The Cultural Detective Method is a process. It is to our knowledge one of (if not the only) intercultural competence tool available in the world today that is process-based. The approach looks at individuals in real situations, urging the learner to describe the facts of the situation, as would a good detective, filtering out biases and assumptions, and seeing what actually occurred or was said. The learner is then encouraged, at least temporarily, to set aside negative judgment and give benefit of the doubt. What could have been the possible positive intent underlying behavior in the situation? Once possible positive intentions have been formulated, the process asks the learner to discover or create methods in which the contributions of all involved can be most fully used. How might the people in the interaction behave, both to be fully themselves and to be cross-culturally effective? What steps could the organization or community take to encourage and reinforce intercultural competence?

One of the strengths of the Cultural Detective process is that it is not linear. Individuals or groups can jump around and between steps of the process, in a holistic manner, with powerful results.

We would like to caution that saying “culture is constantly in flux” can be as dangerous as the traditional boilerplate. Of course, everything is in flux; Heraclitus told us “you can’t step into the same river twice.” However, our questions can include what is changing, how fast, how much and where? We need to deal with the ongoing process, and we also need a standpoint from which to do this. Cultural Detective gives us exactly that.

3. Requisite Intercultural Competencies

“With regard to the definition [of intercultural competence], one may distinguish four dimensions, namely attitudes, comprehensive cultural knowledge and intercultural skills, an ability to reflect on intercultural issues as an internal outcome of intercultural competence [relativizing frames of reference and feeling empathy], and an ability to interact constructively as an external outcome of intercultural competence.

It is important to remember that the relevant cultural knowledge differs in each intercultural context and, as global knowledge, is potentially unlimited, i.e. too extensive to always be known in the intercultural context. Therefore, many experts attach much more importance to certain behavior related (conative) communication skills than to explicitly knowledge-related (cognitive) elements. According to the specialists, to the degree that comprehensive cultural knowledge cannot be definitively known, process-oriented skills on how to handle the situation grow in importance, skills that make it possible to acquire and process (explicit and implicit) knowledge about one’s own as well as foreign ways of life, cultural determinants and practices.”(pp. 7 and 9)

Link 3: Cultural Detective and the Requisite Competencies

The first two skills upon which Cultural Detective is premised “make it possible to acquire and process (explicit and implicit) knowledge about one’s own as well as foreign ways of life, cultural determinants and practices,” as described above. The first is Subjective Culture: knowing yourself, in context, as a product of personality and multiple cultural influences. Subjective Culture knowledge allows us to explain ourselves, what is important to us, and why we do what we do, to others. It also helps us to predict how we will respond in a given situation. Cultural Detective: Self Discovery is an entire package, approach, and tools for developing subjective culture understanding, and such understanding is developed and reinforced with every critical incident and Worksheet. When learners reflect on a critical incident and complete a CD Worksheet, they naturally reflect on their own values and behaviors: what they would do in a similar situation, how they would expect someone to behave, what would upset them? Analyzing incidents from diverse cultures and situations is an organic, intuitive way of getting to know ourselves, individually and as products of cultural influences.

_Exercises to complete_.
1. Decide whether each statement agrees with the passage on the Cultural Detective Method, answering yes or no and quoting the words that decide it: (a) The process must be worked through one step at a time in a fixed order. (b) The quoted definition separates intercultural competence into four dimensions. (c) Subjective Culture knowledge helps us predict how we will respond in a given situation.
2. List every dimension of intercultural competence named in the quoted definition in the passage on the Cultural Detective Method.
3. Answer these from the passage on the Cultural Detective Method:
(a) Who is credited with saying "you can't step into the same river twice"?
(b) According to the specialists, what do many experts consider more important than explicitly knowledge-related (cognitive) elements?
(c) What is the first skill on which Cultural Detective is premised?
The material that comes after this passage has no connection to it.

_Source data_.
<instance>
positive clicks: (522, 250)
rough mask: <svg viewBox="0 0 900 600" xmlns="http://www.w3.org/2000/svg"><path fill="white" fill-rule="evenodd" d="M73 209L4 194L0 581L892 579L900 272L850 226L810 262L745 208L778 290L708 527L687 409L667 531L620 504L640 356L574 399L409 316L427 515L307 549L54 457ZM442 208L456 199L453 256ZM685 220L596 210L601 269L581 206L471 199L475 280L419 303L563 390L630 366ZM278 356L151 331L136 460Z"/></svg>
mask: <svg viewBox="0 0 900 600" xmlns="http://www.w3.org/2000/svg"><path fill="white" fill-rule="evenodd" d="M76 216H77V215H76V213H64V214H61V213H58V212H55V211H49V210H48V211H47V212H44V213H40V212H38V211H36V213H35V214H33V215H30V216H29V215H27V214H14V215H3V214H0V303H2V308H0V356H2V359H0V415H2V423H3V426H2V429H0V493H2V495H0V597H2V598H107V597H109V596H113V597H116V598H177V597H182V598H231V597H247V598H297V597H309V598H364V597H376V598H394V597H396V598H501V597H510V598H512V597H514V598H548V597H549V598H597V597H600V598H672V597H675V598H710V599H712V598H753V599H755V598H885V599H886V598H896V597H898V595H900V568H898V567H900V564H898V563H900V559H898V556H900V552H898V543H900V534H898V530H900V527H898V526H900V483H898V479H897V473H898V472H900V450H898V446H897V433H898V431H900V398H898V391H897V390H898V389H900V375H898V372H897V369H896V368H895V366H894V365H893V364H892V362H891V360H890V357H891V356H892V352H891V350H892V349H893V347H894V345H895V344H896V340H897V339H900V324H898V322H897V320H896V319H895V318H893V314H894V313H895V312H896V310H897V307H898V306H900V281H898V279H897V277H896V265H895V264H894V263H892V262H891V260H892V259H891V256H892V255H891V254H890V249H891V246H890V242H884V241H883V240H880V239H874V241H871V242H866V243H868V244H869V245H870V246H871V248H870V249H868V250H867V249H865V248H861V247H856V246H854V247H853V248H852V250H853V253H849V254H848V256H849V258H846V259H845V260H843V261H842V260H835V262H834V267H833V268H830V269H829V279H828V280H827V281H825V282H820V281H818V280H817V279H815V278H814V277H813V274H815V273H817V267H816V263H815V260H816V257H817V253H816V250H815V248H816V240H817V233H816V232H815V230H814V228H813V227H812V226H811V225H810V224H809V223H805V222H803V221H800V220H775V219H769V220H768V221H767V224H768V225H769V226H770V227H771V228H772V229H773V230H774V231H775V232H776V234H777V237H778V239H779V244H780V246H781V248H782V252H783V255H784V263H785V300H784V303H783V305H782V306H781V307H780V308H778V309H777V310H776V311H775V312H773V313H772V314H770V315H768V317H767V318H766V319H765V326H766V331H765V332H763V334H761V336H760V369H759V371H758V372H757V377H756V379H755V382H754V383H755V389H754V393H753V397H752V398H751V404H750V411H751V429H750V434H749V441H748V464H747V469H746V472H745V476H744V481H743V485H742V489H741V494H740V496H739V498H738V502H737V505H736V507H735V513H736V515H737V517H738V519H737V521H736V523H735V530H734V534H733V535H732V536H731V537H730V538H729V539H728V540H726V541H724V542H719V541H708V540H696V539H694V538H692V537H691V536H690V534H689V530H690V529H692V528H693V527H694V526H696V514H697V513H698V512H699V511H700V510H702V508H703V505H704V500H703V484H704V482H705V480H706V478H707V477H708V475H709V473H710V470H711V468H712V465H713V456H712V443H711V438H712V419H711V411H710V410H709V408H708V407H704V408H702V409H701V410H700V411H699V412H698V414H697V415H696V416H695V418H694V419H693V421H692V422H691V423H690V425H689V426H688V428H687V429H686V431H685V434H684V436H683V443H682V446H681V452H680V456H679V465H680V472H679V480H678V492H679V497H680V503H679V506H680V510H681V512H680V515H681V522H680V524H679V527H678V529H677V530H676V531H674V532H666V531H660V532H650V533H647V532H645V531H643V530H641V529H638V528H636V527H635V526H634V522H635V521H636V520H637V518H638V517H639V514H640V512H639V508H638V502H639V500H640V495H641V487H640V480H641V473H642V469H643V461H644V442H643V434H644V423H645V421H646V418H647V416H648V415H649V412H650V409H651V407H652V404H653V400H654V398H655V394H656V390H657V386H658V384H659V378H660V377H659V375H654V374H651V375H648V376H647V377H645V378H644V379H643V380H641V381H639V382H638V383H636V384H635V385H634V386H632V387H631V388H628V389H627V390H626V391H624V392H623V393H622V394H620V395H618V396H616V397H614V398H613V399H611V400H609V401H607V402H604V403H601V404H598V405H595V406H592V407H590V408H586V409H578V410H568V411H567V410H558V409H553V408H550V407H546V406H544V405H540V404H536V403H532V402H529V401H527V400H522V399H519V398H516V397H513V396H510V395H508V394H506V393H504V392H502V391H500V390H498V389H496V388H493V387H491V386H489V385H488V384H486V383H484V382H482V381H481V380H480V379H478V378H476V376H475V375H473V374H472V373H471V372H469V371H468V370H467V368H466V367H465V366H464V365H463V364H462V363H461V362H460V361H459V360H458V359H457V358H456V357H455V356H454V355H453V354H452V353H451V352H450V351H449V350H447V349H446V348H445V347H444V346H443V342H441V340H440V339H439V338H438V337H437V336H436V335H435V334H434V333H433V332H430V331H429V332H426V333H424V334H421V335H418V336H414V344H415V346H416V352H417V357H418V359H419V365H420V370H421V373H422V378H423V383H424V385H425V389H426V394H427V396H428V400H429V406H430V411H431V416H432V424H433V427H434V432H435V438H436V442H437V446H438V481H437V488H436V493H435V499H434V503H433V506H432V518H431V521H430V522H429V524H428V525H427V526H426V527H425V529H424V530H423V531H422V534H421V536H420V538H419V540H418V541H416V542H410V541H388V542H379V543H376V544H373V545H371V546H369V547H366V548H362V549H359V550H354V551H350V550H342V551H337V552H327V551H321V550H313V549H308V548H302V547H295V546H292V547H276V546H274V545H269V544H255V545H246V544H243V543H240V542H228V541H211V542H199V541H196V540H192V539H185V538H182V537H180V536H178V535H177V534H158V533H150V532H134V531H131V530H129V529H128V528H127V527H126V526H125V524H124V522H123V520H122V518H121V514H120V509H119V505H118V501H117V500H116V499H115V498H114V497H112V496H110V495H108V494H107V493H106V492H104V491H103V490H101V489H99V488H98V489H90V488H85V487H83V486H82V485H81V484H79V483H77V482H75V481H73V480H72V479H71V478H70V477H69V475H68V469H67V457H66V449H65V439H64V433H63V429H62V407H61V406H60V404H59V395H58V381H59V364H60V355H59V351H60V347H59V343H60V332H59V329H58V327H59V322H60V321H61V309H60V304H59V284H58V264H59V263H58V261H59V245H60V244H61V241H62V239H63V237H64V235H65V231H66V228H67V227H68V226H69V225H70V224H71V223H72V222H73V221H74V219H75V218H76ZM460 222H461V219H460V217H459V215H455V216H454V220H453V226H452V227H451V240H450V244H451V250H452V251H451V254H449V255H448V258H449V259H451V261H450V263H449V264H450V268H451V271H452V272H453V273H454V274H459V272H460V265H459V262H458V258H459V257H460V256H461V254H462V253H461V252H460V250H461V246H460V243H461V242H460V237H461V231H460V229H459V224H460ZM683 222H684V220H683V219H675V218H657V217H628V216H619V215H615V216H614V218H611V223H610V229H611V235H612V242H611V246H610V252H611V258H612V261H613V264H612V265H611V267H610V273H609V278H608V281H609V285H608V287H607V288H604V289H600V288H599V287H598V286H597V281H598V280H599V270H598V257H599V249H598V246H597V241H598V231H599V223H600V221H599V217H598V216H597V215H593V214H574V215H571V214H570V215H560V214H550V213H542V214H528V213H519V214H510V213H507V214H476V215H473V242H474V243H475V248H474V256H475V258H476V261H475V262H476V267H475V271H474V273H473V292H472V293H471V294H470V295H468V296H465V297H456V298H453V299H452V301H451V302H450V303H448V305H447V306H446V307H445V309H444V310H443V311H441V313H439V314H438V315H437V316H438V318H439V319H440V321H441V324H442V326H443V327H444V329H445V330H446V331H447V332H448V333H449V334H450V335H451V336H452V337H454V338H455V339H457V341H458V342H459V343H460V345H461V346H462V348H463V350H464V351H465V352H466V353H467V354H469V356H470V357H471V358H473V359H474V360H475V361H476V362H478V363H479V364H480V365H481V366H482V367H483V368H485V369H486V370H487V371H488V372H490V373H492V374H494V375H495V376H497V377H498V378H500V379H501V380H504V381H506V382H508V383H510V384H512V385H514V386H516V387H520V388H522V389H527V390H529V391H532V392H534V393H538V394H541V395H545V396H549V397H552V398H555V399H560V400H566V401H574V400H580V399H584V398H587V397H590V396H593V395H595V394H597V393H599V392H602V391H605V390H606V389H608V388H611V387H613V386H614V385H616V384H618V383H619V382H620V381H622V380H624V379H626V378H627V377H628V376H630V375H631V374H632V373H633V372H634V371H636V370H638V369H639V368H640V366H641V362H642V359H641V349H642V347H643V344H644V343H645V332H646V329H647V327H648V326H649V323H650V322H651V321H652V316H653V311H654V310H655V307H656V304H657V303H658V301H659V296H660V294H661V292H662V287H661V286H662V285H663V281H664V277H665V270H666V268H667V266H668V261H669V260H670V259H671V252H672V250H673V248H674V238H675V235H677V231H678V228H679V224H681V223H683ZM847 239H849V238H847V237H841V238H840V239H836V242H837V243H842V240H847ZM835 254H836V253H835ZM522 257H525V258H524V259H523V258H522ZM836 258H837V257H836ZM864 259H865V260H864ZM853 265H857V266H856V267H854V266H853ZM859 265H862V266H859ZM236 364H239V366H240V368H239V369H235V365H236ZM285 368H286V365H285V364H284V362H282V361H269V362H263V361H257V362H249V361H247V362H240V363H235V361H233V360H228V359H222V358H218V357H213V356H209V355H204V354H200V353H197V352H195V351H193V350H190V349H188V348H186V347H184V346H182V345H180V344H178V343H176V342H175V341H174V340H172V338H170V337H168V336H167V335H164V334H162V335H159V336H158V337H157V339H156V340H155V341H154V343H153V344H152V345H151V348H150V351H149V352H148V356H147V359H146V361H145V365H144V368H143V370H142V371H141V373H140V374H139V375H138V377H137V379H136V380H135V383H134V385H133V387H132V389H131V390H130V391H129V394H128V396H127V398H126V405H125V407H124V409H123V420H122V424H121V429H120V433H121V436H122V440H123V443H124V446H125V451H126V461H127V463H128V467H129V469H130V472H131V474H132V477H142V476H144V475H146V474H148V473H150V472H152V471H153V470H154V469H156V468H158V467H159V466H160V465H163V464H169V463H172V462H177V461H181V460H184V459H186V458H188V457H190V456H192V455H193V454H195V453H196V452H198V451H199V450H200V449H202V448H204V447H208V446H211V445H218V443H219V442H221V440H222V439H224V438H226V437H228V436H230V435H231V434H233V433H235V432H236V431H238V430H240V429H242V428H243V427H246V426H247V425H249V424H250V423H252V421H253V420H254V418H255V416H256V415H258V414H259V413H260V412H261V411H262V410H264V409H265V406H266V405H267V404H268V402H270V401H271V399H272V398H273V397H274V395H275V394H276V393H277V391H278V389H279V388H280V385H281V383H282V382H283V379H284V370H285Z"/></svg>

_Solution list_.
1.
(a) No: "One of the strengths of the Cultural Detective process is that it is not linear."
(b) Yes: "one may distinguish four dimensions"
(c) Yes: "It also helps us to predict how we will respond in a given situation."

2.
- attitudes
- comprehensive cultural knowledge and intercultural skills
- an ability to reflect on intercultural issues as an internal outcome of intercultural competence
- an ability to interact constructively as an external outcome of intercultural competence

3.
(a) Heraclitus
(b) Certain behavior-related (conative) communication skills
(c) Subjective Culture